● Data entries:
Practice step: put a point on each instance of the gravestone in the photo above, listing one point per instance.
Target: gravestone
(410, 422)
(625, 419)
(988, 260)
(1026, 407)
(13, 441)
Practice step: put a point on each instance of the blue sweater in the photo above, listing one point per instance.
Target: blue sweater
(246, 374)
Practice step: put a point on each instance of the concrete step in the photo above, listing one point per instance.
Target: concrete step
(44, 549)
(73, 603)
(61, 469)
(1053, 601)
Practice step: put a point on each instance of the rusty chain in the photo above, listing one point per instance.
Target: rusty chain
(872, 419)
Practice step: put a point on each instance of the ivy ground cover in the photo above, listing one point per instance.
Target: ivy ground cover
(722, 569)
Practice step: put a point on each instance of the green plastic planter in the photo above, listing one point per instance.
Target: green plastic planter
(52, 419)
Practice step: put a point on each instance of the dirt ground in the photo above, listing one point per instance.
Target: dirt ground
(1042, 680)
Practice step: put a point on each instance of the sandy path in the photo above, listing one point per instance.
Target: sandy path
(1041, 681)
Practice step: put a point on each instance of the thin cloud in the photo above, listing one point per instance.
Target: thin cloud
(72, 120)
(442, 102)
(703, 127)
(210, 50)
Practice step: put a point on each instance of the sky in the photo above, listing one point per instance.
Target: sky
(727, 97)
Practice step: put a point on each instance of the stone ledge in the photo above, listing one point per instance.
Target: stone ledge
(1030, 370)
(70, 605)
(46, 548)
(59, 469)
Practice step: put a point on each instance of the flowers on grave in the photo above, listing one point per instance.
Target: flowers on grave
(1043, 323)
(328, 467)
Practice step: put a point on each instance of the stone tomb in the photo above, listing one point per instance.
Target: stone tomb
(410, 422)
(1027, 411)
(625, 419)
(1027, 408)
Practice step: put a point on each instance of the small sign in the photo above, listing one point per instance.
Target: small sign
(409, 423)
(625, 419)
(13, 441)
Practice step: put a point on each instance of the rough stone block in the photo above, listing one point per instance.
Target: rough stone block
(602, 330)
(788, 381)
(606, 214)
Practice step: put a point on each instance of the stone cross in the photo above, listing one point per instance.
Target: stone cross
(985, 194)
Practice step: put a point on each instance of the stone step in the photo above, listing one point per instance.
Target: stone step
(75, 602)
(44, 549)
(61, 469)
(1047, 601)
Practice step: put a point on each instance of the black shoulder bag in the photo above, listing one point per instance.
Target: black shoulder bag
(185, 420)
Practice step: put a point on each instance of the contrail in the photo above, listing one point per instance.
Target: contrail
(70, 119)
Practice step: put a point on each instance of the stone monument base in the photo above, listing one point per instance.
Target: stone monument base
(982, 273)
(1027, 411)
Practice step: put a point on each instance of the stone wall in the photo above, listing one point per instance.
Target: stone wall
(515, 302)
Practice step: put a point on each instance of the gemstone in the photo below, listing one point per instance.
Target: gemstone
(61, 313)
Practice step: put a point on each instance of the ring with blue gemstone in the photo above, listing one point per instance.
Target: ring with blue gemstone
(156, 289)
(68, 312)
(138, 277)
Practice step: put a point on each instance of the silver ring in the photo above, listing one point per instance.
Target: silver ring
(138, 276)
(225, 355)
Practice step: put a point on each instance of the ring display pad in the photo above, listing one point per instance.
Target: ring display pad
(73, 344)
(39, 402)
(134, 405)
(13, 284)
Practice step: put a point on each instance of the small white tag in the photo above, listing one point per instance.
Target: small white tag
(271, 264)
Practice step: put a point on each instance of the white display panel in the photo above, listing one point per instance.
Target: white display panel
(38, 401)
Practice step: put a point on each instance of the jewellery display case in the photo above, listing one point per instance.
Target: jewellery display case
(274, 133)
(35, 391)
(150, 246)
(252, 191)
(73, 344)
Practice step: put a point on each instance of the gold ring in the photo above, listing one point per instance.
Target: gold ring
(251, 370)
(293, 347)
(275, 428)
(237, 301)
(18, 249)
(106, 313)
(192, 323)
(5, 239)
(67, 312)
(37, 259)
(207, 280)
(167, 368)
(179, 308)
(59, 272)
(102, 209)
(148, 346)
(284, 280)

● Task brief:
Write the entire listing out again, word for word.

● Result of the exercise:
Practice step: put a point on each instance of the gravestone in the photo above, listing one point per instance.
Target: gravestone
(410, 422)
(625, 419)
(988, 260)
(1026, 407)
(13, 441)
Practice step: put a point on each instance of the blue sweater in the photo above, listing one point per instance.
Target: blue sweater
(246, 374)
Practice step: put a point on each instance of the concrete step in the photo above, listing one point per instance.
Target: concrete step
(44, 549)
(73, 603)
(61, 469)
(1053, 601)
Practice step: put a point on each instance of the rusty chain in the photo above, listing one point per instance.
Target: rusty chain
(872, 419)
Practice step: put a point on each instance of the ivy ground cover in the photo above, listing one point per instance.
Target: ivy ground cover
(722, 569)
Practice step: put a point on each instance of the green plastic planter in the photo above, listing one point per instance.
Target: green plastic planter
(52, 419)
Practice step: put a point on each instance of the dirt ground in the photo above, listing one point per instance.
Target: dirt ground
(1042, 680)
Practice step: put a point on each instance of the sandy path in the photo above, listing one point per instance.
Target: sandy path
(1041, 681)
Practice step: put a point on each instance of the thin cloud in the photo above, listing one point per instance.
Target: thin cloud
(72, 120)
(442, 102)
(703, 127)
(210, 50)
Practice step: put a point on each instance of the sky in the photo above, listing one point per instance.
Target: sky
(727, 97)
Practice step: put a point on each instance of the stone ledge in the photo above, listing one point per instance.
Target: stone ledge
(1030, 370)
(70, 605)
(46, 548)
(59, 469)
Practice step: put a point on each instance of the flowers on grave in the photo above, listing one point per instance.
Target: flowers on grave
(1043, 323)
(328, 467)
Practice step: put a point on each instance of the stone tomb in the photo above, listing one point per instance.
Target: stone tomb
(410, 422)
(1027, 411)
(625, 419)
(1027, 408)
Practice step: put a point on each instance of the small sign in the photo above, listing one point per instance.
Target: small sign
(409, 423)
(625, 419)
(13, 441)
Practice step: put a point on each instance of the rough stone block in the photo above, listing one point per instance.
Target: rough stone block
(602, 330)
(788, 381)
(606, 214)
Practice step: put a point on each instance of the stone cross in the photo above, listing one point per instance.
Target: stone cross
(985, 194)
Practice step: put a point on each instance of the stone step in the photo above, listing one point per instance.
Target: stone step
(75, 602)
(44, 549)
(61, 469)
(1047, 601)
Practice step: put a point on each instance of the black shoulder bag in the photo above, listing one point per instance.
Target: black shoulder bag
(185, 420)
Practice step: put a point on each instance of the contrail in the photo above, listing one point per instance.
Target: contrail
(70, 119)
Practice step: put a point on each instance of the stone monument base in the photo above, listing one point per instance.
Target: stone monument base
(982, 273)
(1027, 411)
Practice step: put a point on each instance of the stone wall in the photo above, listing one point per instance.
Target: stone wall
(515, 302)
Practice step: put a point on each instance of the gemstone in the photo below, listing one point per instance.
Target: gemstone
(61, 313)
Practice step: put a point on each instance of the ring with blue gemstone in the photo above, listing one point per instance.
Target: ring with blue gemstone
(156, 289)
(68, 312)
(138, 277)
Practice step: put a point on each instance of the silver ring in the photo above, listing one point per instance.
Target: silver ring
(138, 276)
(225, 355)
Practice step: put a point on each instance of the ring display pad in the photo above, listing one point per instance.
Target: ring display pad
(73, 344)
(39, 402)
(134, 405)
(13, 284)
Practice step: put a point on each instance of the small white tag in the photo above, listing one point per instance.
Target: small white tag
(271, 264)
Practice step: put a point on each instance of the white display panel in the photo above, listing one point per instance.
Target: white display panel
(38, 401)
Practice step: put a point on each instance of the jewellery display case in the photo above, listing one point per instance.
Target: jewellery display case
(274, 133)
(35, 391)
(150, 246)
(252, 191)
(73, 344)
Practice step: put a point on each instance of the gold ring in the photo above, listing one point per instance.
Target: gold ring
(251, 370)
(293, 347)
(275, 428)
(237, 301)
(18, 249)
(106, 313)
(192, 323)
(5, 239)
(67, 312)
(37, 259)
(207, 280)
(167, 368)
(179, 308)
(59, 272)
(102, 209)
(148, 346)
(284, 280)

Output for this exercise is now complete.